◆ **RECORDS FOR THE EXERCISE**
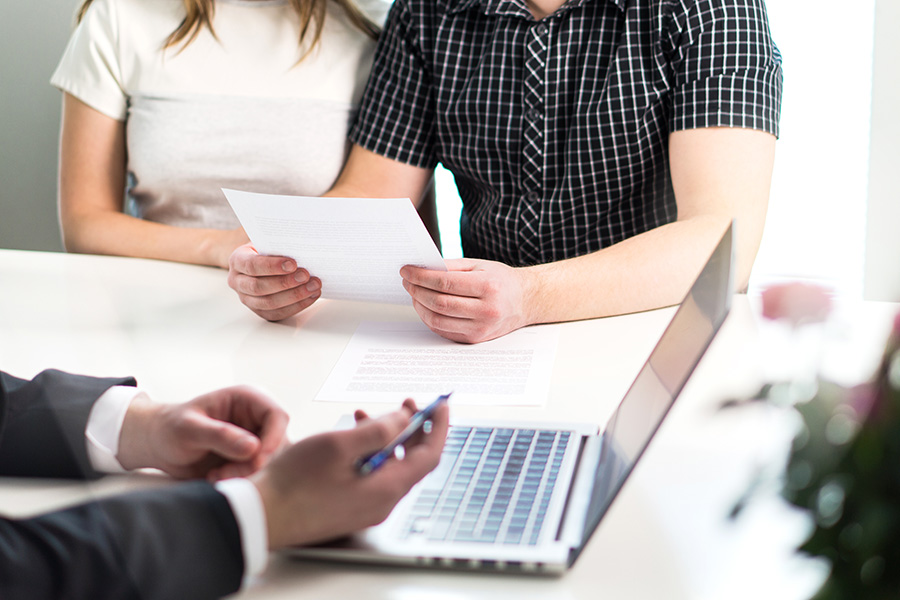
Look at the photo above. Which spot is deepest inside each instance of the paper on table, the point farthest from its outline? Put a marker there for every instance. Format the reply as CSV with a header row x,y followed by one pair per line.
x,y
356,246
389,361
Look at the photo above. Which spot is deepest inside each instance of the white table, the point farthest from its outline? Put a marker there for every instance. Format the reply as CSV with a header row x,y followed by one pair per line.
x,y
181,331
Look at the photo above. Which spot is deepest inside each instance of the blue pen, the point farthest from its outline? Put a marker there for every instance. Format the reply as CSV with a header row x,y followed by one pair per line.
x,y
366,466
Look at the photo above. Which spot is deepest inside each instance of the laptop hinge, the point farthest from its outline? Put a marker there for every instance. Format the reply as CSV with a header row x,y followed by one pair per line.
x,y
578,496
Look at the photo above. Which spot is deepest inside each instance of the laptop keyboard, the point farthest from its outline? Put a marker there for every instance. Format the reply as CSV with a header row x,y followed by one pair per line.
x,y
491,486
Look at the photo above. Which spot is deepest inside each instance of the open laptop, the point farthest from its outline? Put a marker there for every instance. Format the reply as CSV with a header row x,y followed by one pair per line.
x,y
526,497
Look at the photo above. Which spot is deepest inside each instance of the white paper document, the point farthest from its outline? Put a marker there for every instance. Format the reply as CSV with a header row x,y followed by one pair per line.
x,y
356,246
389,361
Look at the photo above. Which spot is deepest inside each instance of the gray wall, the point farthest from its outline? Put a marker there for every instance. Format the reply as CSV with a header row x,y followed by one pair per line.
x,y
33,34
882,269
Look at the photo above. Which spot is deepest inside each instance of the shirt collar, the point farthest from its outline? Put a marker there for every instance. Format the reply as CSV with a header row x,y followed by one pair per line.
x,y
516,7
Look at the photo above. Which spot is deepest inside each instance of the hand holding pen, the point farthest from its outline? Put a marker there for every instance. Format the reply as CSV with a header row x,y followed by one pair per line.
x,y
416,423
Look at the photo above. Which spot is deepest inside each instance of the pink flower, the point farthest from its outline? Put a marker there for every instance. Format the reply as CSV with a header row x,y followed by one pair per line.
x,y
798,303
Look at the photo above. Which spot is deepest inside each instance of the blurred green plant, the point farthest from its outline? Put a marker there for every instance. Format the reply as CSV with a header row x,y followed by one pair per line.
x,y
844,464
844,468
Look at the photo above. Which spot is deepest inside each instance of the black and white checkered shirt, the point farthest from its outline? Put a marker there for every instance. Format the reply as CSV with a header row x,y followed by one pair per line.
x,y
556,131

◆ **TASK PROMPT**
All lines from the line containing "of the black" through the last line of the data are to be repeated exactly; no other line belongs in the answer.

◆ **TASK ANSWER**
Look at the photo above. Which spot is deepest inside each instance of the black and white checkered shirt, the point farthest from its outline? Put a marker there for every instance. Format the reply as CSV with a header row x,y followed by one pair per line.
x,y
556,131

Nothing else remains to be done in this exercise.